- [WORK TO DO]
Repeat every line of the items below exactly, leaving out the pictures.

- [RECORDS TO PROCESS]

= = =

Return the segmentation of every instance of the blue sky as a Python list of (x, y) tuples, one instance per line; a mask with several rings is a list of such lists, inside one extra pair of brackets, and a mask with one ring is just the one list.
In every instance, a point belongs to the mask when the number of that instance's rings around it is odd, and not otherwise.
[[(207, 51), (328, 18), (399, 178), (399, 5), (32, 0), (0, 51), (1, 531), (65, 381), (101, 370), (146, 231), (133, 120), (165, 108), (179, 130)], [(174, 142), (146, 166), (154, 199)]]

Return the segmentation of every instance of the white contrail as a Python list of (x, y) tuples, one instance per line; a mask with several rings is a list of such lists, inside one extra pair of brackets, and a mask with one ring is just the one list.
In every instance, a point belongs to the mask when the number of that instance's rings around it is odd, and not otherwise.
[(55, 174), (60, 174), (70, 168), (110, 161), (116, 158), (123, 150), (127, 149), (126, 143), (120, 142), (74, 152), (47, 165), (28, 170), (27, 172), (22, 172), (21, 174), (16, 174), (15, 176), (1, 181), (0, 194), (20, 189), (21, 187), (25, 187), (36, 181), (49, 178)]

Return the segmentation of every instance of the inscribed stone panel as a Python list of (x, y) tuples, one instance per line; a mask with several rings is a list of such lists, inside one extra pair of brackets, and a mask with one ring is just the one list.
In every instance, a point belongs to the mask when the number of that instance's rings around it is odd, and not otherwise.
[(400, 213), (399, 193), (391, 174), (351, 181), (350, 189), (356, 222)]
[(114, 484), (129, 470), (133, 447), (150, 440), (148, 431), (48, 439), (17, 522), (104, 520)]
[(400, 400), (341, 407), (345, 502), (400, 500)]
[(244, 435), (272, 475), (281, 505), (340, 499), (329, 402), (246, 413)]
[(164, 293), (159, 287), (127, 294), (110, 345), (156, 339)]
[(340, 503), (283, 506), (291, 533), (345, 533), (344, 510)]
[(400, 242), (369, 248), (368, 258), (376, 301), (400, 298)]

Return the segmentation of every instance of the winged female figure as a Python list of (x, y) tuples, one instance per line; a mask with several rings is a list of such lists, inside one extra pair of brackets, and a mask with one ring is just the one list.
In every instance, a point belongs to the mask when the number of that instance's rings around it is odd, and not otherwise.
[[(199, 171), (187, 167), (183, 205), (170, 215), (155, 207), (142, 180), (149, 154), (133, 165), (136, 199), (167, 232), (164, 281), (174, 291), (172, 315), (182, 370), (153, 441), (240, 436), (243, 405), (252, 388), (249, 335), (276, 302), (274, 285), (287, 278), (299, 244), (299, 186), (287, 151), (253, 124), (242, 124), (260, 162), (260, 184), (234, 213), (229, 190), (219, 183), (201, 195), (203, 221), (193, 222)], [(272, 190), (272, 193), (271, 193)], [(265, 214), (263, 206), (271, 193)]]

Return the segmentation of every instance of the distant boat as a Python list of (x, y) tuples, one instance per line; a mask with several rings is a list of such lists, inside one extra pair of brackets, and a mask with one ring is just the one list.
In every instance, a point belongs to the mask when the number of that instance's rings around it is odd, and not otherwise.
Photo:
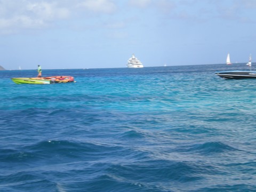
[(230, 62), (230, 56), (229, 55), (229, 53), (228, 53), (228, 55), (227, 56), (227, 61), (226, 61), (227, 65), (231, 65), (231, 62)]
[(249, 61), (246, 63), (246, 65), (250, 67), (250, 70), (252, 69), (252, 55), (250, 54), (249, 56)]
[(226, 79), (239, 79), (245, 78), (256, 78), (256, 71), (252, 71), (252, 56), (250, 55), (249, 61), (246, 63), (249, 66), (250, 71), (228, 71), (215, 72), (215, 74)]
[(131, 58), (128, 60), (126, 65), (128, 68), (142, 68), (143, 67), (142, 63), (140, 62), (133, 54)]

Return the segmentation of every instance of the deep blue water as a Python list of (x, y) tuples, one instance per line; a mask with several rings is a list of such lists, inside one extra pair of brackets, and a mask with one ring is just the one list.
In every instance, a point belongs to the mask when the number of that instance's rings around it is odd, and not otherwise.
[(244, 68), (0, 71), (0, 191), (256, 191), (256, 80), (214, 74)]

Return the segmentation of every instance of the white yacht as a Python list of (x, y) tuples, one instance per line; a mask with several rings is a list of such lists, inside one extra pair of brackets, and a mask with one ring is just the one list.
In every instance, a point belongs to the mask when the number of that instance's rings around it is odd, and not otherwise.
[(129, 68), (142, 68), (143, 65), (137, 58), (134, 56), (134, 54), (132, 54), (132, 57), (128, 60), (127, 63), (127, 67)]

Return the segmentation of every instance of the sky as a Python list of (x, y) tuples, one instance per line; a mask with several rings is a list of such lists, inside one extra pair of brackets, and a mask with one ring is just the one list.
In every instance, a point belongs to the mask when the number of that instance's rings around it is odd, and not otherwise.
[(256, 60), (256, 0), (0, 0), (6, 69)]

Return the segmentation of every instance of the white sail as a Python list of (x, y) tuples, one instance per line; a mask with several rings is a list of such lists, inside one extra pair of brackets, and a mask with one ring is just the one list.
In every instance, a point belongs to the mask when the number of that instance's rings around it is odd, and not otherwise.
[(227, 65), (231, 65), (230, 62), (230, 56), (229, 55), (229, 53), (228, 53), (228, 55), (227, 56)]
[(246, 65), (250, 68), (250, 70), (252, 70), (252, 55), (250, 54), (249, 56), (249, 61), (247, 63)]
[(249, 67), (252, 66), (252, 55), (250, 54), (249, 57), (249, 61), (247, 63), (246, 65)]

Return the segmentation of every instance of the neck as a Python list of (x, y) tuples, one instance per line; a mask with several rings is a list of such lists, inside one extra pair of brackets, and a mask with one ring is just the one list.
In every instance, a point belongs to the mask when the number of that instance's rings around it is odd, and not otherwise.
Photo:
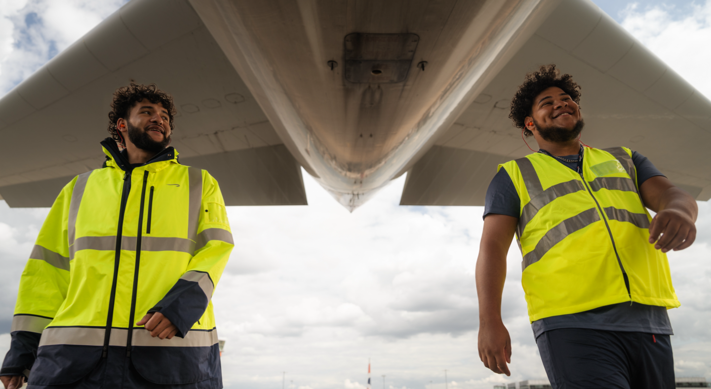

= = =

- [EXERCISE RESPONSE]
Return the segmentation of every instance of the blue sky as a Python list of (x, y) tuples, one instance per line; a mask with several rings is a list of such lists, inside one extra pair of brackets, and a mask with one ring is just the one list.
In every instance, a point belongs to the mask when the number of that instance's rings around it is odd, and not otherwise.
[[(207, 51), (328, 18), (399, 178), (399, 5), (32, 0), (0, 51), (1, 531), (65, 381), (101, 370), (146, 231), (133, 120), (165, 108), (179, 130)], [(174, 142), (146, 166), (154, 199)]]

Return the segmentation of every instance of the white contrail as a Python list of (x, y) tuples, one instance per line; a mask with several rings is a list of such lists, inside one extra pair of brackets, and a mask with one ring is just the one list.
In every instance, a point belongs to the mask when the number of that instance's rings around it is odd, and not otherwise.
[(55, 174), (60, 174), (70, 168), (110, 161), (116, 158), (123, 150), (127, 149), (126, 143), (120, 142), (74, 152), (47, 165), (28, 170), (27, 172), (22, 172), (21, 174), (16, 174), (15, 176), (1, 181), (0, 194), (20, 189), (21, 187), (25, 187), (36, 181), (49, 178)]

Return the segmentation of every instance of the inscribed stone panel as a Python list of (x, y) tuples, one instance per line; a mask with several rings is a list of such lists, inside one extra pair of brackets, and a mask with one ring is just the one list.
In every instance, a point belongs to the mask when the number of that instance's rings around it is odd, and not otherwise.
[(400, 213), (399, 193), (391, 174), (351, 181), (350, 189), (356, 222)]
[(114, 484), (129, 470), (133, 447), (150, 440), (148, 431), (48, 439), (17, 522), (104, 520)]
[(400, 400), (341, 407), (345, 502), (400, 500)]
[(244, 435), (272, 475), (281, 505), (340, 499), (329, 402), (246, 413)]
[(164, 293), (159, 287), (127, 294), (110, 345), (156, 339)]
[(340, 503), (283, 506), (291, 533), (345, 533), (344, 510)]
[(400, 242), (369, 248), (368, 258), (376, 301), (400, 298)]

Return the segmentation of every instance of the winged female figure as a Python list of (x, y) tuples, one instance per line; a mask with several rings is a list of such lists, inside one extra pair of brackets, and a mask with one ring is just the one list.
In every instance, a point belongs to the mask when the number of that instance's rings around it is odd, and not otherwise.
[[(199, 171), (187, 167), (183, 205), (170, 215), (155, 207), (142, 180), (149, 154), (133, 165), (136, 199), (167, 232), (164, 281), (174, 291), (172, 315), (182, 370), (153, 441), (240, 436), (243, 405), (252, 388), (249, 335), (276, 302), (274, 285), (287, 278), (299, 244), (299, 186), (287, 151), (253, 124), (242, 124), (260, 162), (260, 184), (234, 213), (229, 190), (219, 183), (201, 195), (203, 221), (193, 222)], [(272, 190), (272, 193), (271, 193)], [(265, 214), (263, 206), (271, 193)]]

Return the segmentation of every instance of the distant boat as a Python list of (x, y) tuples, one instance per line; a mask with several rings is a list of such lists, inside one extra pair of brackets, and a mask with one ring is just the one list.
In every instance, a point belongs to the mask when the number of that instance's rings around it is odd, and not otherwise.
Photo:
[(230, 62), (230, 56), (229, 55), (229, 53), (228, 53), (228, 55), (227, 56), (227, 61), (226, 61), (227, 65), (231, 65), (231, 62)]
[(249, 61), (246, 63), (246, 65), (250, 67), (250, 70), (252, 69), (252, 55), (250, 54), (249, 56)]
[(226, 79), (239, 79), (245, 78), (256, 78), (256, 71), (252, 71), (252, 56), (250, 55), (249, 61), (246, 63), (249, 66), (250, 71), (228, 71), (215, 72), (215, 74)]
[(131, 58), (128, 60), (126, 65), (128, 68), (142, 68), (143, 67), (142, 63), (140, 62), (133, 54)]

Return the segmentation of every instance of the deep blue water as a Python list of (x, y) tuples, one instance per line; a mask with several rings is a list of such lists, inside one extra pair of brackets, and a mask with one ring is just the one list.
In every instance, a point belongs to the mask when the number of that instance's rings around it is odd, and not otherwise.
[(244, 68), (0, 71), (0, 191), (256, 191), (256, 80), (214, 74)]

Return the segmentation of every instance of the white yacht as a Python list of (x, y) tuples, one instance per line; a mask with several rings is a list of such lists, inside one extra pair of brackets, and a mask with one ring is just the one list.
In every instance, a point belongs to the mask when the number of that instance's rings around it is odd, and not otherwise.
[(129, 68), (142, 68), (143, 65), (137, 58), (134, 56), (134, 54), (132, 54), (132, 57), (128, 60), (127, 63), (127, 67)]

Return the segmentation of every instance of the sky as a Python list of (x, y) tuples, one instance per line; a mask with several rings is a list of such lists, inside one extra pair of brackets, and a mask with one ring is just the one list.
In every instance, a point belongs to the mask when the number of that instance's rings around it is odd, and not otherwise.
[(256, 60), (256, 0), (0, 0), (6, 69)]

Return the segmentation of every instance of the white sail as a Python list of (x, y) tuples, one instance per line; a mask with several rings is a list of such lists, inside one extra pair of brackets, and a mask with one ring is just the one list.
In every instance, a point belongs to the mask when the number of that instance's rings around it is odd, and not otherwise.
[(227, 65), (231, 65), (230, 62), (230, 56), (229, 55), (229, 53), (228, 53), (228, 55), (227, 56)]
[(246, 65), (250, 68), (250, 70), (252, 70), (252, 55), (250, 54), (249, 56), (249, 61), (247, 63)]
[(249, 67), (252, 66), (252, 55), (250, 54), (249, 57), (249, 61), (247, 63), (246, 65)]

Return the segmentation of every instance of the neck as a Python list of (x, y) tuples, one instance per line; a mask with several rings is a list of such lists, inside one extra pair of brackets, and a mask with one ring is just the one list.
In every instance, a point belongs to the mask when the number of that instance's rings around it is odd, and not otherwise.
Photo:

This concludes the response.